* **REQUIRED WORK**: Put the lines from the line with "Query: rough bark" to the line with "M624 488L482 497L427", both included, into a JSON list of strings, one string per line, leaving out any blank lines.

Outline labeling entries
— Begin —

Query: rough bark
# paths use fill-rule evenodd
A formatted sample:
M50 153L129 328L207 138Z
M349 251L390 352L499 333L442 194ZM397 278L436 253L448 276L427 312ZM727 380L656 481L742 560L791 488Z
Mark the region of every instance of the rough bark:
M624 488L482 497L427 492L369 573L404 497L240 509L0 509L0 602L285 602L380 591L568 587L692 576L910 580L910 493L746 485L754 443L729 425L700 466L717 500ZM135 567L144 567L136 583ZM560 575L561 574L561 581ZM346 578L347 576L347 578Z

— End —
— Begin —

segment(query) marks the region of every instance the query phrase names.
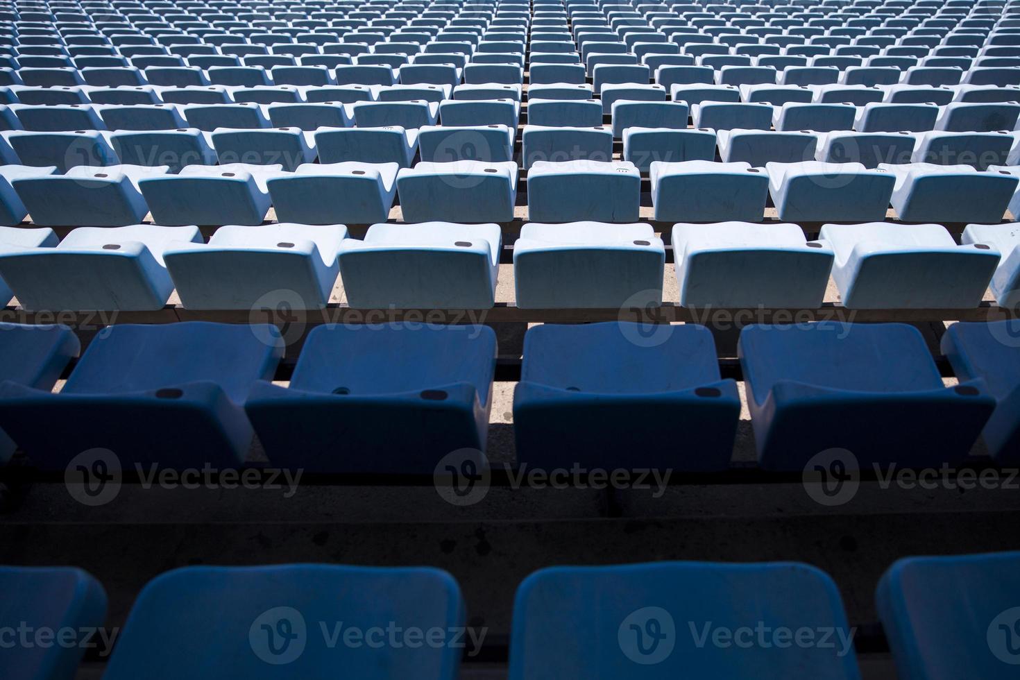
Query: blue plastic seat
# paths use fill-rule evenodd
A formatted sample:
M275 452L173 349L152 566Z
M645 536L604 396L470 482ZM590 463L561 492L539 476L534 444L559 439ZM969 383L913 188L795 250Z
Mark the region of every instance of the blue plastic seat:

— End —

* **RESPONSE TO THIS TASK**:
[
  "Query: rough bark",
  "# paths use fill-rule evenodd",
  "A formatted sample:",
  "M50 153L129 328L207 138Z",
  "M349 251L390 352L499 333L442 194ZM397 278L436 253L448 276L427 312ZM727 380L656 481L742 560L791 488Z",
  "Mark the region of every instance of the rough bark:",
  "M624 488L482 497L427 492L369 573L404 497L240 509L0 509L0 602L285 602L380 591L568 587L692 576L910 580L910 493L746 485L754 443L729 425L700 466L717 500ZM135 567L144 567L136 583ZM560 575L561 574L561 581ZM346 578L347 576L347 578Z"
]